## Task statement
Which lines in the listing below contain the word "handrail"? List each of those lines in full.

═════ Supplied material ═════

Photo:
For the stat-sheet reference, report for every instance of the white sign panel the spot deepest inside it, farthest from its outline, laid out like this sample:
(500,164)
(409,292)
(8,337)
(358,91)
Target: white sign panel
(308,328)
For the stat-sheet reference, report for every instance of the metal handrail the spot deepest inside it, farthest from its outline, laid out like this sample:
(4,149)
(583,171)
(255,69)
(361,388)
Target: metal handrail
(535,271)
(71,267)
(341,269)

═════
═════ Supplied material ═════

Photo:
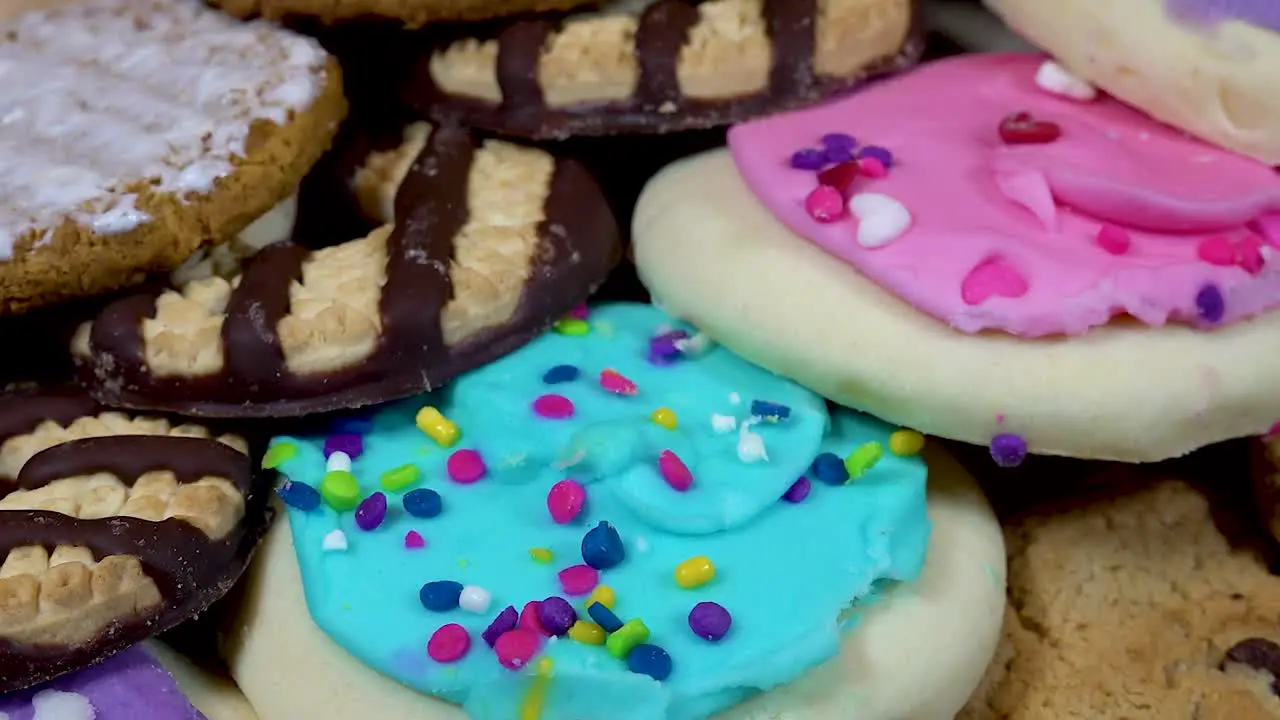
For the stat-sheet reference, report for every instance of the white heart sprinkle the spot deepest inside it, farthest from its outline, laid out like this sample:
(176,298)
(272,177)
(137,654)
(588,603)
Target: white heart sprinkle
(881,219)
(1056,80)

═════

## Result
For the stat-sheet reference, report for every instance of the metal handrail the spot deepest inside it, farthest from its outline, laid out like this sample:
Target: metal handrail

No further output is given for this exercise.